### Study text
_ _ _ _ _ _ _

The debate over the use of hydroxychloroquine rages on as COVID-19 cases in the United States exceed 6,000,000 and deaths approach 200,000.
From many respected corners of the medical and regulatory establishment, we have been led to believe, emphatically, that the case for HCQ is now closed. Many studies are cited as evidence that giving HCQ to COVID-19 patients is, at best, ineffective and, at worst, harmful.
But take a closer look because, as usual, the devil is in the details. The patient population in these studies is tremendously varied. In many instances, the medication was used on critically ill patients with advanced disease, or it was given to healthy adults with early or asymptomatic disease. In the case of the former, it is likely too late for these drugs to help. In the case of the latter, treatment is not needed, since those patients will likely recover with no symptoms or with relatively mild ones. There is little justification for the use of HCQ in these populations.
Yet curiously absent amid repeated indictments of HCQ is this critical discovery, hiding in plain sight: Studies have repeatedly shown that HCQ combined with azithromycin (with or without zinc) has yielded positive results in one specific population: high-risk patients (over 60, diabetes, obesity, etc.) receiving the treatment before progression of the disease into the lungs.
When these patients received the combination therapy prior to hospitalization, shortly after, or even before a confirmed COVID-19 diagnosis, they had more rapid viral clearance, lower hospitalization rates, fewer intubations, and lower mortality. High-risk patients should discuss this potential treatment with their physician well in advance of contracting COVID-19 so that, should symptoms occur, a course of early treatment with HCQ will already have been mutually agreed upon.
The benefit of using a combination therapy of HCQ, azithromycin, and zinc in the earliest stages of the COVID-19 illness is not surprising. The three components interact to block the virus from entering the cells of the respiratory system and reproducing. They also stimulate the body to produce virus-killing proteins and hormones and help to mediate some of the symptoms. They are most effective early in the course of the disease when the infection is limited to the upper respiratory system. Once the virus reaches the lungs the disease becomes very difficult to treat.
The endless debate over the safety of these drugs for use in COVID-19 patients is nonsensical. A search of the Food and Drug Administration’s publicly available adverse events database shows that over the last 50 years, of the billions of uses of HCQ around the world, there have only been 202 reported cases of cardiac-related deaths. This is an astounding safety record! And even if one were to assume that 95% of cardiac-related deaths have not been reported, it’s still a vanishingly small percentage of total uses. Azithromycin has an even better safety record, and zinc is a nonprescription vitamin supplement.

_ _ _ _ _ _ _

### Data shown
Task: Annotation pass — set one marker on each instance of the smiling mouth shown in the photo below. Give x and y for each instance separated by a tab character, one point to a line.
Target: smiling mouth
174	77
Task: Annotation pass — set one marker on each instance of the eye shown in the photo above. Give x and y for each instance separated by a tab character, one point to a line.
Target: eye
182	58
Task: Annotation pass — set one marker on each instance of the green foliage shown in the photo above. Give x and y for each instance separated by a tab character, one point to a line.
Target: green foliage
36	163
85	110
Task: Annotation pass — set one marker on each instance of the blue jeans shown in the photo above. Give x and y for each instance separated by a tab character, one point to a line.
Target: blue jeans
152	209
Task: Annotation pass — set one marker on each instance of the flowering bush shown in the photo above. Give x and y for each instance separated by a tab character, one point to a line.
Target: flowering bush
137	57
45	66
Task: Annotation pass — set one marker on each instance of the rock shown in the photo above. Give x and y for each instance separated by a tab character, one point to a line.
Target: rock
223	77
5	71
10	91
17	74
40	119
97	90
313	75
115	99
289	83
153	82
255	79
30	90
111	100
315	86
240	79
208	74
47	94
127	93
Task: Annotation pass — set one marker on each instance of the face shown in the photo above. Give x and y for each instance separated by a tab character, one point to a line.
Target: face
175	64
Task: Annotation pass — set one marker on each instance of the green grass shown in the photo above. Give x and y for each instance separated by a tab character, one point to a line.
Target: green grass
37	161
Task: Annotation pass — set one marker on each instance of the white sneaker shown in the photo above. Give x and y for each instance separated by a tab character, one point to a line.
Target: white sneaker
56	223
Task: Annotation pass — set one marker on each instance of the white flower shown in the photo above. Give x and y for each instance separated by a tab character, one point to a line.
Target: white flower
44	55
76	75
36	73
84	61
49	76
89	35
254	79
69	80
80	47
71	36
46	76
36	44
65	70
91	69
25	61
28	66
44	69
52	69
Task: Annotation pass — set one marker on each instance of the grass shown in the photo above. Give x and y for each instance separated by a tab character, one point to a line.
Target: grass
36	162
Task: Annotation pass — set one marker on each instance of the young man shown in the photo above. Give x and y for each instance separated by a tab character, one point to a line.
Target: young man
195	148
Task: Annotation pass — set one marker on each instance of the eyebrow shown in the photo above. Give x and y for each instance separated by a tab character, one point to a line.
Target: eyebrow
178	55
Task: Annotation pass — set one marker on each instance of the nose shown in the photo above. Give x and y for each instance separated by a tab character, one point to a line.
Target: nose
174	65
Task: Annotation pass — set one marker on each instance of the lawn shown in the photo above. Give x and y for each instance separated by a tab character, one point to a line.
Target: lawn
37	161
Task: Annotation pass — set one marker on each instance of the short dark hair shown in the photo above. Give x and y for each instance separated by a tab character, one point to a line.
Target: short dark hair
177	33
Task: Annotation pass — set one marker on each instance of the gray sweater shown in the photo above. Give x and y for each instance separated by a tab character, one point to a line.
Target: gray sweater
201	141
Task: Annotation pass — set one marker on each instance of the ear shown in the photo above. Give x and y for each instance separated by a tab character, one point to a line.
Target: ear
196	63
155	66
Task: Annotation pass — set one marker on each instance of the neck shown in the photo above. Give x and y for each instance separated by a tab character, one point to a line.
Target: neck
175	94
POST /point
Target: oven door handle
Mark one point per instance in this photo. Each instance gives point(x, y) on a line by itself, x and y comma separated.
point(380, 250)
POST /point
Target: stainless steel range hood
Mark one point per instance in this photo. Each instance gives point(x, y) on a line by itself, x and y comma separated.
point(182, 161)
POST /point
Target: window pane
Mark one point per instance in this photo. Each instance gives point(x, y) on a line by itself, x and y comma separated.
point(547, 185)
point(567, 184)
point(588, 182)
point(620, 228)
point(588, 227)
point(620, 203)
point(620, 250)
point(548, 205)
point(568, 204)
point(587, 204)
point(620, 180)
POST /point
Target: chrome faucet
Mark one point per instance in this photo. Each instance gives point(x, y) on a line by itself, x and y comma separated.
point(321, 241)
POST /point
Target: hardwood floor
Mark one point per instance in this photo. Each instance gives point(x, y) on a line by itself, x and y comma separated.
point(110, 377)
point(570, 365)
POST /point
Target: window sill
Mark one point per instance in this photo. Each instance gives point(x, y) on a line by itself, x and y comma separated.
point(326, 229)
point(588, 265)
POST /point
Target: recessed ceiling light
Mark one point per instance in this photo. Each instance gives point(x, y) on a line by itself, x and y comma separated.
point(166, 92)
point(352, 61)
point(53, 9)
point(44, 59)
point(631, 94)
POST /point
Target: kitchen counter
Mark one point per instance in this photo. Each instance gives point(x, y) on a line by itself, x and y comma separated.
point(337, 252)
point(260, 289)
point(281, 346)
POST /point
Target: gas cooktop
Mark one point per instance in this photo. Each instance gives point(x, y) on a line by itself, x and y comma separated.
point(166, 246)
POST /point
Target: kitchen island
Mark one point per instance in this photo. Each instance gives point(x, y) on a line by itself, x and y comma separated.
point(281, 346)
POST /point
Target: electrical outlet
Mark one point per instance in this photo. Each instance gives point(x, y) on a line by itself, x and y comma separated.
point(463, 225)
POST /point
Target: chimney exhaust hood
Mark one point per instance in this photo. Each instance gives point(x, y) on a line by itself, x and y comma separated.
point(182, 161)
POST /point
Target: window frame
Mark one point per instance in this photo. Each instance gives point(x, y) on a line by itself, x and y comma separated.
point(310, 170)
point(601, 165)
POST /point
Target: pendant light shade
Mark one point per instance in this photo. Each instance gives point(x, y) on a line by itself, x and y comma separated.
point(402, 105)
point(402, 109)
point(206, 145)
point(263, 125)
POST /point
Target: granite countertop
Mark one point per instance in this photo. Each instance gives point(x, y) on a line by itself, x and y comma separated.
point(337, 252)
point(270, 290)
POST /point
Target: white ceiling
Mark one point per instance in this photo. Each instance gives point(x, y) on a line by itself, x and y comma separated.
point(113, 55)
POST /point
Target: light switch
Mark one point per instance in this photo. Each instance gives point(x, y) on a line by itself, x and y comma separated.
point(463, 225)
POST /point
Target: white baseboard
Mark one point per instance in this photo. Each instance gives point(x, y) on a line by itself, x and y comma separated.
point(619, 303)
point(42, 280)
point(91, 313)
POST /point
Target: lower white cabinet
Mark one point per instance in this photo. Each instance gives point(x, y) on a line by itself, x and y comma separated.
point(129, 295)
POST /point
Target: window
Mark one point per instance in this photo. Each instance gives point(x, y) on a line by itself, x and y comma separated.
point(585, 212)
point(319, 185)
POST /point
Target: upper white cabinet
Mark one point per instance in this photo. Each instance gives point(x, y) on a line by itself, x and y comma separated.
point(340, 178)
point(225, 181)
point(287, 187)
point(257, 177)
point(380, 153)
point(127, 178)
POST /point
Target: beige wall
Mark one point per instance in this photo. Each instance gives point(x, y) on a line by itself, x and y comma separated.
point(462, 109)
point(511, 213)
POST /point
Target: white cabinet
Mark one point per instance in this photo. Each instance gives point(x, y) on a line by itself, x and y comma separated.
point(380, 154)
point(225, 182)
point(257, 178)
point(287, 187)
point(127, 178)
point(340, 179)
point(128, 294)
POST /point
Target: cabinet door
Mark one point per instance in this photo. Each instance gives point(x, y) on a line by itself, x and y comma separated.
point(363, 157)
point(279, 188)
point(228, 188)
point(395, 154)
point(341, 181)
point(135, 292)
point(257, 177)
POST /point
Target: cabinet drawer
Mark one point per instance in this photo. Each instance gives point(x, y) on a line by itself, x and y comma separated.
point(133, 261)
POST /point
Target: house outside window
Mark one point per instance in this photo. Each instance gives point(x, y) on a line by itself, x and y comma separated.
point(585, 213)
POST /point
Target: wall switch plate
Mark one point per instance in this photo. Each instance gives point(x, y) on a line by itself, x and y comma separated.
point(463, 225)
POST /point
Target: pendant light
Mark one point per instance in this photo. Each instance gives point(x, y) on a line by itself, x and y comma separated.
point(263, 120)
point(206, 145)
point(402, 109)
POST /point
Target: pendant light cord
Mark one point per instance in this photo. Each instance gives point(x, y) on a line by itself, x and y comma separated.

_ _ _ _ _ _ _

### Your tasks
1) From the hydroxychloroquine text, list the outcomes that high-risk patients had when they received the combination therapy early.
2) Copy the stretch of the hydroxychloroquine text from "Yet curiously absent" through "mutually agreed upon.".

### Answers by item number
1)
- More rapid viral clearance
- Lower hospitalization rates
- Fewer intubations
- Lower mortality

2)
Yet curiously absent amid repeated indictments of HCQ is this critical discovery, hiding in plain sight: Studies have repeatedly shown that HCQ combined with azithromycin (with or without zinc) has yielded positive results in one specific population: high-risk patients (over 60, diabetes, obesity, etc.) receiving the treatment before progression of the disease into the lungs.
When these patients received the combination therapy prior to hospitalization, shortly after, or even before a confirmed COVID-19 diagnosis, they had more rapid viral clearance, lower hospitalization rates, fewer intubations, and lower mortality. High-risk patients should discuss this potential treatment with their physician well in advance of contracting COVID-19 so that, should symptoms occur, a course of early treatment with HCQ will already have been mutually agreed upon.